(Work instructions)
Among the entries below, find the lines with the word "utility" and copy them.
Content starts
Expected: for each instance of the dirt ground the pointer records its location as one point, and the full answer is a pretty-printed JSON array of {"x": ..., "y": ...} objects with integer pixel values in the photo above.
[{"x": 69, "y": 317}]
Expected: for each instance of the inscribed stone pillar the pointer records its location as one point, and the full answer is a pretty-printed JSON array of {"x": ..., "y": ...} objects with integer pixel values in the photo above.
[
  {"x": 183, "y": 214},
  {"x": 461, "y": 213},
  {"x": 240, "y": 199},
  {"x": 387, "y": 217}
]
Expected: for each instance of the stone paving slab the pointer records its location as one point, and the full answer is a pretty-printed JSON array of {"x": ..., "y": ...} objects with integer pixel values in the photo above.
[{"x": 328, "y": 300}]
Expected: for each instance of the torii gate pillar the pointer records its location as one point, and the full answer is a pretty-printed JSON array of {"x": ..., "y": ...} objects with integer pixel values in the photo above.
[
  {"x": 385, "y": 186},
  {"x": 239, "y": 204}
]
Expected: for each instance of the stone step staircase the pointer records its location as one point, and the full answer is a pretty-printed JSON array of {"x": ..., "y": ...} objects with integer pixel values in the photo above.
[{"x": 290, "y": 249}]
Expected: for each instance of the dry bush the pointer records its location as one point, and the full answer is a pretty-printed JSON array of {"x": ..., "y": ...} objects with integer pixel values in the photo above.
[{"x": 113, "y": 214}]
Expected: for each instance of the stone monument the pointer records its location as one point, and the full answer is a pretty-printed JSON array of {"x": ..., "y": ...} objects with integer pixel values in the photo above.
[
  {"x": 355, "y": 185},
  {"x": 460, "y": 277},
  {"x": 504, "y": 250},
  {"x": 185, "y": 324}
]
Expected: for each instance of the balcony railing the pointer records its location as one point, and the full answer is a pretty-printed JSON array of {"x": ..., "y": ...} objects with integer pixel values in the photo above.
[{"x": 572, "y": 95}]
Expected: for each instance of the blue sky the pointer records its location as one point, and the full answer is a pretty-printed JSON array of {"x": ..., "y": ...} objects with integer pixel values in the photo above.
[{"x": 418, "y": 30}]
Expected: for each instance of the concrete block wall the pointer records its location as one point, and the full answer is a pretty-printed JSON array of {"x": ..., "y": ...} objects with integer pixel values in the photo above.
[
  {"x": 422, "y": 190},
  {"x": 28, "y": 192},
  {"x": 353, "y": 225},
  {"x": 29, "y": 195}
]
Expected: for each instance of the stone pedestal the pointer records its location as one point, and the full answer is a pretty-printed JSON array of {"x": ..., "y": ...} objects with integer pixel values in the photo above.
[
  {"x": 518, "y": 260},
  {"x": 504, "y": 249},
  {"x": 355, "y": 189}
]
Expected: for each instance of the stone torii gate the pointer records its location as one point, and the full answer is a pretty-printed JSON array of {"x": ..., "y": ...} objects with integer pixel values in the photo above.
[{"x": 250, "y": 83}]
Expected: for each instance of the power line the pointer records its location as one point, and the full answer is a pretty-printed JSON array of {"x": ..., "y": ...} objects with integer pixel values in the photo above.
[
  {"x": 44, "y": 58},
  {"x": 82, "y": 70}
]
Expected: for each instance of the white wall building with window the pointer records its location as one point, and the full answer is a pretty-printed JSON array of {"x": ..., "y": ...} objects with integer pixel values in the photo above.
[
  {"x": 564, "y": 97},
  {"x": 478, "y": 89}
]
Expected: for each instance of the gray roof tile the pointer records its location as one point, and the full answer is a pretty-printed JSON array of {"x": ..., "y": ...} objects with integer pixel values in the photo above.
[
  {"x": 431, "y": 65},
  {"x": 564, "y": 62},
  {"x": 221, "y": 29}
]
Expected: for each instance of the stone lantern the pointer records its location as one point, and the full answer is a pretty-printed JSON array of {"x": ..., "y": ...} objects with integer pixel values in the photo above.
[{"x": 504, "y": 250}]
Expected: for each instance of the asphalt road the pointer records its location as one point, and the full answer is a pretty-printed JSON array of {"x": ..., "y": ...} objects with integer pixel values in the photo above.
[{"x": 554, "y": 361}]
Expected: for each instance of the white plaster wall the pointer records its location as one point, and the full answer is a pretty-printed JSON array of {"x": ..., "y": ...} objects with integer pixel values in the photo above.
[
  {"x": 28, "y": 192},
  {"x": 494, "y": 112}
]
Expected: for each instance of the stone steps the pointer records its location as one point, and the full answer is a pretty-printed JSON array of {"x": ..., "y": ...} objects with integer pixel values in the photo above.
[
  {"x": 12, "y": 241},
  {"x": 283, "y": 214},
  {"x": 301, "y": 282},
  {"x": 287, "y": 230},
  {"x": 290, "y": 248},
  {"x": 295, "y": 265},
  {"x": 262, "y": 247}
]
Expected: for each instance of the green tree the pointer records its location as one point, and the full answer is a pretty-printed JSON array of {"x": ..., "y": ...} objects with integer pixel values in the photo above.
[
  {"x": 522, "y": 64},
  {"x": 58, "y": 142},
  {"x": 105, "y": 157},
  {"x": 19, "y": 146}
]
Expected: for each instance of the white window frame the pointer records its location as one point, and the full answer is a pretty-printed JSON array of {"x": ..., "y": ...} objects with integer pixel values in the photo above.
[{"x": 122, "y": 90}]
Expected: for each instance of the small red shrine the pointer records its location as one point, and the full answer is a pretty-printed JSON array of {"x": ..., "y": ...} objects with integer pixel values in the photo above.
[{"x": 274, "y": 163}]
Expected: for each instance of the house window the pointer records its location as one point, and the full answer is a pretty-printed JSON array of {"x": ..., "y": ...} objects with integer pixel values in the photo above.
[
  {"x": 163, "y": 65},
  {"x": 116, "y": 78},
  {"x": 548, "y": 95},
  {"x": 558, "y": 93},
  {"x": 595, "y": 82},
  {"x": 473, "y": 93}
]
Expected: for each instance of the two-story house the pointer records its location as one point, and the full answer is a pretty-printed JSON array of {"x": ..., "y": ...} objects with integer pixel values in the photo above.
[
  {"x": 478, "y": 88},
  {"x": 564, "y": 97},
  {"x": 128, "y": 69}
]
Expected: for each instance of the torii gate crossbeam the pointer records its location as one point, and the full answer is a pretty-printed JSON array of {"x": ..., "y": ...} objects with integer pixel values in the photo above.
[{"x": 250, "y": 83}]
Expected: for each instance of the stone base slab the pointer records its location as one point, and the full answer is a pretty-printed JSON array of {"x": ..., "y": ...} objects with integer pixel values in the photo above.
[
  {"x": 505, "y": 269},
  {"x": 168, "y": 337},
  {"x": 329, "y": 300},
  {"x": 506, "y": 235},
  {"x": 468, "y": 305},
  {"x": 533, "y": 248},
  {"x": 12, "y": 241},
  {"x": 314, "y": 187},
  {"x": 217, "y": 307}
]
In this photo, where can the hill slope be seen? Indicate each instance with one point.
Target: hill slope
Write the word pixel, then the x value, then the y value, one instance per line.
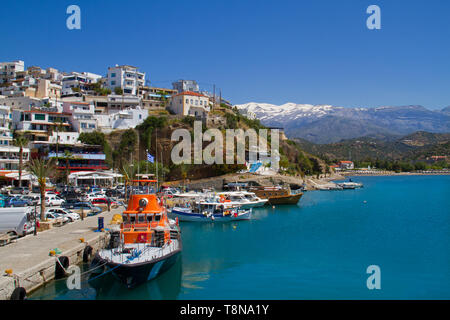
pixel 327 124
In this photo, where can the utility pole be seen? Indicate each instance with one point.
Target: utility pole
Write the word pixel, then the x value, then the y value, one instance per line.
pixel 214 96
Content ends
(Solved problem)
In this photo, where can the utility pole be seen? Indicate each instance with one point.
Target: utility pole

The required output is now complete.